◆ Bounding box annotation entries
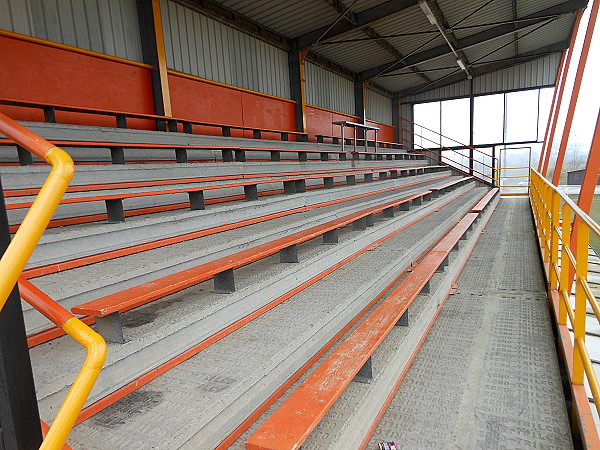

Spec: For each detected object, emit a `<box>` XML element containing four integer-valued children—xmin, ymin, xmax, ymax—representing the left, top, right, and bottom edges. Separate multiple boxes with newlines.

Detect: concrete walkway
<box><xmin>368</xmin><ymin>199</ymin><xmax>572</xmax><ymax>449</ymax></box>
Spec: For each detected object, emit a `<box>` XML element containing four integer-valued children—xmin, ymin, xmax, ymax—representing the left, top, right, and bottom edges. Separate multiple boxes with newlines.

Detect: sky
<box><xmin>415</xmin><ymin>0</ymin><xmax>600</xmax><ymax>169</ymax></box>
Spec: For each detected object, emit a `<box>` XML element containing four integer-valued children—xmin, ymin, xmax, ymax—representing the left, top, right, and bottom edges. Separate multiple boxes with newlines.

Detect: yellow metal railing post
<box><xmin>550</xmin><ymin>191</ymin><xmax>560</xmax><ymax>289</ymax></box>
<box><xmin>542</xmin><ymin>182</ymin><xmax>551</xmax><ymax>262</ymax></box>
<box><xmin>558</xmin><ymin>203</ymin><xmax>571</xmax><ymax>325</ymax></box>
<box><xmin>573</xmin><ymin>221</ymin><xmax>590</xmax><ymax>384</ymax></box>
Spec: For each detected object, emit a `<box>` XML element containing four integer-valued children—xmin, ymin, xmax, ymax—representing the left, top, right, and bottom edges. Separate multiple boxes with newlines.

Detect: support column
<box><xmin>288</xmin><ymin>50</ymin><xmax>308</xmax><ymax>133</ymax></box>
<box><xmin>0</xmin><ymin>174</ymin><xmax>42</xmax><ymax>450</ymax></box>
<box><xmin>354</xmin><ymin>81</ymin><xmax>369</xmax><ymax>125</ymax></box>
<box><xmin>469</xmin><ymin>78</ymin><xmax>475</xmax><ymax>176</ymax></box>
<box><xmin>392</xmin><ymin>97</ymin><xmax>402</xmax><ymax>142</ymax></box>
<box><xmin>137</xmin><ymin>0</ymin><xmax>173</xmax><ymax>131</ymax></box>
<box><xmin>550</xmin><ymin>1</ymin><xmax>599</xmax><ymax>186</ymax></box>
<box><xmin>538</xmin><ymin>49</ymin><xmax>578</xmax><ymax>173</ymax></box>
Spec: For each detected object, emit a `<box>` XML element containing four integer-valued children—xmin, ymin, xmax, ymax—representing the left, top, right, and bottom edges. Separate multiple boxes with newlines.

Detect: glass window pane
<box><xmin>414</xmin><ymin>102</ymin><xmax>440</xmax><ymax>149</ymax></box>
<box><xmin>442</xmin><ymin>98</ymin><xmax>470</xmax><ymax>147</ymax></box>
<box><xmin>537</xmin><ymin>88</ymin><xmax>554</xmax><ymax>141</ymax></box>
<box><xmin>473</xmin><ymin>94</ymin><xmax>504</xmax><ymax>144</ymax></box>
<box><xmin>505</xmin><ymin>89</ymin><xmax>538</xmax><ymax>142</ymax></box>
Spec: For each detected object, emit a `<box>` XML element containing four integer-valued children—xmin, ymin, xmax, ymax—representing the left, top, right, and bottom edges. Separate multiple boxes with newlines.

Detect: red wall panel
<box><xmin>169</xmin><ymin>75</ymin><xmax>296</xmax><ymax>139</ymax></box>
<box><xmin>0</xmin><ymin>36</ymin><xmax>154</xmax><ymax>129</ymax></box>
<box><xmin>366</xmin><ymin>120</ymin><xmax>395</xmax><ymax>142</ymax></box>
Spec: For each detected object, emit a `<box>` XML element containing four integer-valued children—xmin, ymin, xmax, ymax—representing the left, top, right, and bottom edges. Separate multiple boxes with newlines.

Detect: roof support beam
<box><xmin>394</xmin><ymin>40</ymin><xmax>569</xmax><ymax>98</ymax></box>
<box><xmin>292</xmin><ymin>0</ymin><xmax>418</xmax><ymax>50</ymax></box>
<box><xmin>357</xmin><ymin>0</ymin><xmax>586</xmax><ymax>81</ymax></box>
<box><xmin>315</xmin><ymin>0</ymin><xmax>432</xmax><ymax>83</ymax></box>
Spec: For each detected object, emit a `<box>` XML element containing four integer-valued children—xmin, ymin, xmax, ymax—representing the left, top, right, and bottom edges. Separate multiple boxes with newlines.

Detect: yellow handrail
<box><xmin>0</xmin><ymin>113</ymin><xmax>106</xmax><ymax>450</ymax></box>
<box><xmin>0</xmin><ymin>113</ymin><xmax>74</xmax><ymax>310</ymax></box>
<box><xmin>529</xmin><ymin>168</ymin><xmax>600</xmax><ymax>442</ymax></box>
<box><xmin>19</xmin><ymin>278</ymin><xmax>106</xmax><ymax>450</ymax></box>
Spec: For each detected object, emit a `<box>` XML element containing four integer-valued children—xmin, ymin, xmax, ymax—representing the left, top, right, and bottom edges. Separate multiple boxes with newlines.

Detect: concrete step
<box><xmin>1</xmin><ymin>160</ymin><xmax>426</xmax><ymax>189</ymax></box>
<box><xmin>6</xmin><ymin>166</ymin><xmax>449</xmax><ymax>225</ymax></box>
<box><xmin>27</xmin><ymin>172</ymin><xmax>448</xmax><ymax>268</ymax></box>
<box><xmin>47</xmin><ymin>187</ymin><xmax>485</xmax><ymax>448</ymax></box>
<box><xmin>0</xmin><ymin>122</ymin><xmax>406</xmax><ymax>162</ymax></box>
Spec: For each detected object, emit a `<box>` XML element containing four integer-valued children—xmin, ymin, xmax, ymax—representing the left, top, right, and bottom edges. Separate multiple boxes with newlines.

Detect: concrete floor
<box><xmin>368</xmin><ymin>199</ymin><xmax>572</xmax><ymax>449</ymax></box>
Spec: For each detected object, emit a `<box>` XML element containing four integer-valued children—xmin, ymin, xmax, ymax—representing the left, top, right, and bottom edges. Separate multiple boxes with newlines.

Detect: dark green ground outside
<box><xmin>569</xmin><ymin>195</ymin><xmax>600</xmax><ymax>253</ymax></box>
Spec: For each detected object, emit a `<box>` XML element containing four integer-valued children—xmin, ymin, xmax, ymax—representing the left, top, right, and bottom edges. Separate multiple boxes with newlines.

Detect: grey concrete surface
<box><xmin>0</xmin><ymin>122</ymin><xmax>412</xmax><ymax>161</ymax></box>
<box><xmin>368</xmin><ymin>199</ymin><xmax>572</xmax><ymax>449</ymax></box>
<box><xmin>59</xmin><ymin>188</ymin><xmax>484</xmax><ymax>449</ymax></box>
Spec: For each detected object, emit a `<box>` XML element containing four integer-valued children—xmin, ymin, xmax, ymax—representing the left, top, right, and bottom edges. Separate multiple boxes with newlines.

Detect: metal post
<box><xmin>552</xmin><ymin>5</ymin><xmax>600</xmax><ymax>186</ymax></box>
<box><xmin>137</xmin><ymin>0</ymin><xmax>173</xmax><ymax>131</ymax></box>
<box><xmin>541</xmin><ymin>10</ymin><xmax>583</xmax><ymax>176</ymax></box>
<box><xmin>577</xmin><ymin>115</ymin><xmax>600</xmax><ymax>214</ymax></box>
<box><xmin>288</xmin><ymin>50</ymin><xmax>308</xmax><ymax>133</ymax></box>
<box><xmin>0</xmin><ymin>174</ymin><xmax>42</xmax><ymax>450</ymax></box>
<box><xmin>538</xmin><ymin>51</ymin><xmax>575</xmax><ymax>172</ymax></box>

◆ INSTRUCTION
Copy the listing from its beginning through the line containing "Detect: concrete walkway", substituting "paved path" for "concrete walkway" and leaving everything else unchanged. Omit the pictures from your answer.

◆ REPLY
Spec: For each detected object, emit a `<box>` XML element containing four integer-valued children—xmin, ymin, xmax, ymax—representing the left, top, right, and bottom edges. Separate multiple boxes with newlines.

Detect: paved path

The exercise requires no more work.